*Given exercise*: Only the lines from the line holding "provide the segmentation of low" through the final line of the entries below are to be returned, exactly as they stand.

*Extracted records*:
- - - - - - -
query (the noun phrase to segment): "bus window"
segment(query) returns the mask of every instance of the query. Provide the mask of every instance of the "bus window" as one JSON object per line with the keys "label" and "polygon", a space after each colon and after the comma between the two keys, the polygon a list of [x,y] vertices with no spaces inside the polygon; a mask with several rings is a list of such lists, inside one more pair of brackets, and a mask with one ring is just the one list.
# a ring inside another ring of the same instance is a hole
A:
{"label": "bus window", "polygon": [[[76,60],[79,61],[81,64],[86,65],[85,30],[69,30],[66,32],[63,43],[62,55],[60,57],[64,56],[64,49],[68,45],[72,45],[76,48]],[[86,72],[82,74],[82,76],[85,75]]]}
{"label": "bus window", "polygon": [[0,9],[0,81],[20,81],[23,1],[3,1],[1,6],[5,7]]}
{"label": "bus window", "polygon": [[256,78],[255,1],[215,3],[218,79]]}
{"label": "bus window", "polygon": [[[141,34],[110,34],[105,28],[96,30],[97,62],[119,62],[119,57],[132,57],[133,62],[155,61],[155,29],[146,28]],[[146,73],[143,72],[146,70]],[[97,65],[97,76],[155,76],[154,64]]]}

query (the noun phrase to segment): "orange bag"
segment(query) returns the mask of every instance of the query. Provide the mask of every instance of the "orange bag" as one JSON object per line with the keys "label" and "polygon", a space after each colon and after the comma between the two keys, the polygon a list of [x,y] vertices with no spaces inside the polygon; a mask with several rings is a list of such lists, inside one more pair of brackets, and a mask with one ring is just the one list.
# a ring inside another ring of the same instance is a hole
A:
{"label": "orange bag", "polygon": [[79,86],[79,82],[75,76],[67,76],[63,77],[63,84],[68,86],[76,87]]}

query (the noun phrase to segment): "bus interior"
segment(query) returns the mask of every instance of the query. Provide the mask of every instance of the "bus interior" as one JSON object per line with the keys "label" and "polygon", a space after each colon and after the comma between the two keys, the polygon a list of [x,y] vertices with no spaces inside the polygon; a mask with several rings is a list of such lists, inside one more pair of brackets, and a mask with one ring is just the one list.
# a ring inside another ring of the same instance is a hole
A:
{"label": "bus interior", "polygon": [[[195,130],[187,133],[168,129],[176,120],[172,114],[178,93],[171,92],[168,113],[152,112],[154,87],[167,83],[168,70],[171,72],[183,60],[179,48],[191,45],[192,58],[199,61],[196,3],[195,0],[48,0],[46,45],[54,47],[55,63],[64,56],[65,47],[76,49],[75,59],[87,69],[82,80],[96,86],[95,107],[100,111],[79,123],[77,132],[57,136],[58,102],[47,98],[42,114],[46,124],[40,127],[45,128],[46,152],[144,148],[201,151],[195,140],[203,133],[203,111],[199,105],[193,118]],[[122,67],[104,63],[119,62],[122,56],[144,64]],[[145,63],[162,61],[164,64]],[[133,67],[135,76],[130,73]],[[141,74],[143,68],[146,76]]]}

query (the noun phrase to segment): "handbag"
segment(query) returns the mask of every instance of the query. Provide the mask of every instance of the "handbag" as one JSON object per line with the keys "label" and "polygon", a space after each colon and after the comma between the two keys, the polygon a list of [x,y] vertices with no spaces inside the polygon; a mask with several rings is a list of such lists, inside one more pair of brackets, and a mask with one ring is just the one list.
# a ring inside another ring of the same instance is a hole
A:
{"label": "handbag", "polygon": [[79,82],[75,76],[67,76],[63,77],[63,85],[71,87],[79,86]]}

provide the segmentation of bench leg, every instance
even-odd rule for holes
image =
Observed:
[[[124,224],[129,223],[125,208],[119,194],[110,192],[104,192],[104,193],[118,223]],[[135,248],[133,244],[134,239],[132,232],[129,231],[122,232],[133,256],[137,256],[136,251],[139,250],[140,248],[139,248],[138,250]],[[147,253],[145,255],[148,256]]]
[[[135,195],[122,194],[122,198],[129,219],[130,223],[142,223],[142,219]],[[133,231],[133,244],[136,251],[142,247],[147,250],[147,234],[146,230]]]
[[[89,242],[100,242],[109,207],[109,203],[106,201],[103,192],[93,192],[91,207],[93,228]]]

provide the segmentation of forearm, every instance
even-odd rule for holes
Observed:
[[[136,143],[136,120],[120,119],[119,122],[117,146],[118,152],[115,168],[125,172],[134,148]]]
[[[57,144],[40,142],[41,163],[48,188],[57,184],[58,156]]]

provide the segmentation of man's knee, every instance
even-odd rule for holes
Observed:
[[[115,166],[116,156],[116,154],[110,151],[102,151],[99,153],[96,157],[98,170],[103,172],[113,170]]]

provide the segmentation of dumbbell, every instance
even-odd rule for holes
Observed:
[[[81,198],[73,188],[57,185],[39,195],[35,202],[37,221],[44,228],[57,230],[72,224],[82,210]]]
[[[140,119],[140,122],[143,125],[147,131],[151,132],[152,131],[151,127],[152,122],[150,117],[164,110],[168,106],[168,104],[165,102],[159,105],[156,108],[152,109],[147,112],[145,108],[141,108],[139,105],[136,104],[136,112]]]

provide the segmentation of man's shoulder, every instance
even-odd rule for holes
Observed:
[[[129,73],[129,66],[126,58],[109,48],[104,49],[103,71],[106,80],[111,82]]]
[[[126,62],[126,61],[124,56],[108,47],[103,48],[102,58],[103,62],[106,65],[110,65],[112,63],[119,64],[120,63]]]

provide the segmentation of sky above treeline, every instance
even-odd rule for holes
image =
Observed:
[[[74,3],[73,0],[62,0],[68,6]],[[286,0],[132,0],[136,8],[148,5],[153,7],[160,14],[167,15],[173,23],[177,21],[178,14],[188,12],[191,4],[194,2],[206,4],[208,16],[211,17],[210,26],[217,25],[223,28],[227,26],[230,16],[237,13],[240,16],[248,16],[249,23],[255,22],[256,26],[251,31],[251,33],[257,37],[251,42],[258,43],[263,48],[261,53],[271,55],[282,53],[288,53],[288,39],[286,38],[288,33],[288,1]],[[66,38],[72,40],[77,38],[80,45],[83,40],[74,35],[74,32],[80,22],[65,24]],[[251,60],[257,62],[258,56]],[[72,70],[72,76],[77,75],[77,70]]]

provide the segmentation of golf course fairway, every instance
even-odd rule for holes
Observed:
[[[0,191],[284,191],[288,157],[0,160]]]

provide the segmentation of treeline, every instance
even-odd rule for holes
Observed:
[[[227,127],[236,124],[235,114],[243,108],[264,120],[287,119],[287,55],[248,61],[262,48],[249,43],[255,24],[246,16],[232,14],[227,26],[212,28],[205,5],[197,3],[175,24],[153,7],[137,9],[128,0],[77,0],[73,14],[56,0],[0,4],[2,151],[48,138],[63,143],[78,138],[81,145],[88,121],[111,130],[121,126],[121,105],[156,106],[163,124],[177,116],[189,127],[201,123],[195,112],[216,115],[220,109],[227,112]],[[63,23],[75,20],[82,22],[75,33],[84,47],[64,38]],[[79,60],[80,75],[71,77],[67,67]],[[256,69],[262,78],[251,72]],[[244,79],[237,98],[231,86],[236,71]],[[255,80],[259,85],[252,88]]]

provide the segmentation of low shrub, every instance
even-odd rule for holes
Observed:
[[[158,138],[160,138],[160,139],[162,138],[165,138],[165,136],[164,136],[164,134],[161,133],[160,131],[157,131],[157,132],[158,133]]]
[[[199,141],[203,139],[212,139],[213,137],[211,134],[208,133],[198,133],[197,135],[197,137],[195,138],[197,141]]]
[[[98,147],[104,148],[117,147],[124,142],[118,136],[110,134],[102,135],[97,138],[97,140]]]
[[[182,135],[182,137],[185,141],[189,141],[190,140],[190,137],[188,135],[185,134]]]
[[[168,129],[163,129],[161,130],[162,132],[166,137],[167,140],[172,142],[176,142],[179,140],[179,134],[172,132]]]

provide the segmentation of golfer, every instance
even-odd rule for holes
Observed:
- - - - - - -
*Response to the task*:
provide the segmentation of low shrub, every instance
even-odd rule for holes
Observed:
[[[158,138],[160,138],[160,139],[162,138],[165,138],[165,136],[164,136],[164,134],[161,133],[160,131],[157,131],[157,132],[158,133]]]
[[[199,141],[203,139],[212,139],[213,137],[211,134],[208,133],[198,133],[197,135],[197,137],[195,138],[197,141]]]
[[[98,147],[104,148],[117,147],[124,142],[118,136],[110,134],[102,135],[97,138],[97,140]]]
[[[182,135],[182,137],[185,141],[189,141],[190,140],[190,137],[188,135],[185,134]]]
[[[168,129],[163,129],[161,130],[162,132],[166,137],[167,140],[172,142],[176,142],[179,140],[179,134],[172,132]]]

provide the segmentation of golfer, every instance
even-odd rule for holes
Observed:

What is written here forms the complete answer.